Go through the lines of the material and tally those with the string "green"; reply with the number alone.

++++++++++++++++++++

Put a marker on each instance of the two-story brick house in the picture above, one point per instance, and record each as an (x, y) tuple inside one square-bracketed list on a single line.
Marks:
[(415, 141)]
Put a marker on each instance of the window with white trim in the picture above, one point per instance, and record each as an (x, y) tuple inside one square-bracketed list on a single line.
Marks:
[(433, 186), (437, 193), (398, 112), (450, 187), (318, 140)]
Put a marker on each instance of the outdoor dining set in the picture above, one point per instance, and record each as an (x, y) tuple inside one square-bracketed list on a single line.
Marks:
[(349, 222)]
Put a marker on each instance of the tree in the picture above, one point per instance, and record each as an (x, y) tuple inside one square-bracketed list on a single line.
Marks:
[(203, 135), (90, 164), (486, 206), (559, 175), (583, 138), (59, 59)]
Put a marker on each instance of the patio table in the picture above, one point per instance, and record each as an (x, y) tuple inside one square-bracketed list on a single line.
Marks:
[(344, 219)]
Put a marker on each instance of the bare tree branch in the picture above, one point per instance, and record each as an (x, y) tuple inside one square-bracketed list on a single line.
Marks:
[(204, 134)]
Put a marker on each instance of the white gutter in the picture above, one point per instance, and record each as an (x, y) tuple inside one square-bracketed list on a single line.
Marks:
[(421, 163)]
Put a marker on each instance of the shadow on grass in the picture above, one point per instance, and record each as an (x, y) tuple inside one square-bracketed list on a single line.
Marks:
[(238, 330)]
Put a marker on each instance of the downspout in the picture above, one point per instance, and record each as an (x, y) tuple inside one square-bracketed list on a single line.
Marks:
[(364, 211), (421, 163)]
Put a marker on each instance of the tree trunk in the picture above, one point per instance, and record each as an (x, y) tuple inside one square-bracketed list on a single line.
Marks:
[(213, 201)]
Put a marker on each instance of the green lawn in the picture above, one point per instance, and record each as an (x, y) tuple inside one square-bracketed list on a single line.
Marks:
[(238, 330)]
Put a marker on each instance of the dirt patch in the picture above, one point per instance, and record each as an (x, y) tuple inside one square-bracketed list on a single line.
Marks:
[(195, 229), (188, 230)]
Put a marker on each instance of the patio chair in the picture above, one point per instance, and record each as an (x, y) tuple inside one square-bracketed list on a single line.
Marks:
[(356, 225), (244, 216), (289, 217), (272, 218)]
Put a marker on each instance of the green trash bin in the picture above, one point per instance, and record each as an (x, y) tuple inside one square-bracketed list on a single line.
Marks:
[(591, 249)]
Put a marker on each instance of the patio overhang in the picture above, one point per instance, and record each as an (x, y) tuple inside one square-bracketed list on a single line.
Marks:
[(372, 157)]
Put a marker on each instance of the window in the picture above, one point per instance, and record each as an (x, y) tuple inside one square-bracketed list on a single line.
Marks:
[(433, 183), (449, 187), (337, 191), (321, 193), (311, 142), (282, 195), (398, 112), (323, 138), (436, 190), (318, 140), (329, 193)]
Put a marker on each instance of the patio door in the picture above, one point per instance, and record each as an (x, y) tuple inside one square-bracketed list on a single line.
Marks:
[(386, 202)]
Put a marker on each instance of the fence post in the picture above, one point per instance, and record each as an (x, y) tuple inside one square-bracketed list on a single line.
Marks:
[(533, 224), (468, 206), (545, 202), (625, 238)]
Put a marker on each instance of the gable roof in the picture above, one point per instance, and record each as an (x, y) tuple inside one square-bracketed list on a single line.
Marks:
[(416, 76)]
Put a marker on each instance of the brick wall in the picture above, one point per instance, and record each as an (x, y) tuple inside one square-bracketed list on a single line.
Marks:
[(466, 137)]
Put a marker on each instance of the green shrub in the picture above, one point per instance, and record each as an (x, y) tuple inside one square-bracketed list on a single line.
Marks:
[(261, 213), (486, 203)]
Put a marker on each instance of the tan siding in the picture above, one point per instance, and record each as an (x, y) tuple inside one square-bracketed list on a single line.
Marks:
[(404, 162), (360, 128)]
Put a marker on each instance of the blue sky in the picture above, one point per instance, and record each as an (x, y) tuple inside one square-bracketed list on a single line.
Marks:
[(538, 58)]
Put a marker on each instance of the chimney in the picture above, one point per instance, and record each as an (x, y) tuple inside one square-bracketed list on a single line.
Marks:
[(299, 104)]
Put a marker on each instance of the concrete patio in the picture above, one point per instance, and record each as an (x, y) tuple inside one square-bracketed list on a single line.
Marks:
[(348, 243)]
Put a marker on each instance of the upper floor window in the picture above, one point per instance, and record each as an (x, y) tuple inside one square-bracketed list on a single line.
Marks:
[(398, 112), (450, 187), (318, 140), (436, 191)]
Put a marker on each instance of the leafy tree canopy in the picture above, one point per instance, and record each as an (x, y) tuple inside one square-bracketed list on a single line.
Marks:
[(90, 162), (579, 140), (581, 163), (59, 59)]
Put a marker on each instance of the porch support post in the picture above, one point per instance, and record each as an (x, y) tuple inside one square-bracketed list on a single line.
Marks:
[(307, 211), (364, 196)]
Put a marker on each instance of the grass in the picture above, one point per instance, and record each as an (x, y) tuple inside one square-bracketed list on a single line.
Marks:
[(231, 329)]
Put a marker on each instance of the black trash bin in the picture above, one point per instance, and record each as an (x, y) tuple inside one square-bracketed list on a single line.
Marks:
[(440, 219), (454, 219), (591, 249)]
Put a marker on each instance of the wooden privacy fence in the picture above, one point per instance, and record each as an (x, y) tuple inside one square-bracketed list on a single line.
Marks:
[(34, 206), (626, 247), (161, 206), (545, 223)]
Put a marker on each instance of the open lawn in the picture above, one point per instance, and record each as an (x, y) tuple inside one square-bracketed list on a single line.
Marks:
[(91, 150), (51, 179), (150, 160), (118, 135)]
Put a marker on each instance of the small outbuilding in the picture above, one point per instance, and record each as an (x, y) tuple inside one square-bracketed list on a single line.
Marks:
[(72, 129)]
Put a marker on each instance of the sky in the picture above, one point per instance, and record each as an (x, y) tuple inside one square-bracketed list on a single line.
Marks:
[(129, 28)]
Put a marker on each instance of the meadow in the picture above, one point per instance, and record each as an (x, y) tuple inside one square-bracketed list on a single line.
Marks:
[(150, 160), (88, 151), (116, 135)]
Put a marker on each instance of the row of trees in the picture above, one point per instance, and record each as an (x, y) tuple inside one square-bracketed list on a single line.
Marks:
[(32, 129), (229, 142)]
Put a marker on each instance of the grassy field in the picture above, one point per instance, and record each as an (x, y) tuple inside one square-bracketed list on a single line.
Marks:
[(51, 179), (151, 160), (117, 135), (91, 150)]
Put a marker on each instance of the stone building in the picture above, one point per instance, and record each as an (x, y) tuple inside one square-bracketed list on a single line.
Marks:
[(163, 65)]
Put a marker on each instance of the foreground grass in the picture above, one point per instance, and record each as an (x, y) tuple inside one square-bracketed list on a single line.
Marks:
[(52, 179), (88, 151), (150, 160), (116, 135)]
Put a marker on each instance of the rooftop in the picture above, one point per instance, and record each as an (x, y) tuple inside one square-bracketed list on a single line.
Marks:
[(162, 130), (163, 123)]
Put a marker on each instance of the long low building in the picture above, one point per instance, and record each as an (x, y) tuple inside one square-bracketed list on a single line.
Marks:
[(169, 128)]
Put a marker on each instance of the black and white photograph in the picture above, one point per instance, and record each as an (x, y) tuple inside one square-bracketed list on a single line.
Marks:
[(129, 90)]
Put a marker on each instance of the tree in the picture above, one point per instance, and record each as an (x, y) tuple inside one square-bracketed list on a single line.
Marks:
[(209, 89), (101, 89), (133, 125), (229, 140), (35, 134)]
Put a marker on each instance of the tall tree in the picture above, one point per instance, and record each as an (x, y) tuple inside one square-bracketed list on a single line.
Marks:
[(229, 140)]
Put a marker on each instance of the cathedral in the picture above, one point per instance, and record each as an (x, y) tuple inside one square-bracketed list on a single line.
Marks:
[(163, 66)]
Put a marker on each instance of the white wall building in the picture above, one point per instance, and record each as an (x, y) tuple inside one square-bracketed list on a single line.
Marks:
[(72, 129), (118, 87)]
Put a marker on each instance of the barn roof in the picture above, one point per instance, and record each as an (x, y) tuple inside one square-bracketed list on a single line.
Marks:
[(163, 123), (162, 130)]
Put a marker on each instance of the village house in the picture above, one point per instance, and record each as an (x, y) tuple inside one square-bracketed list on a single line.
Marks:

++++++++++++++++++++

- **Result**
3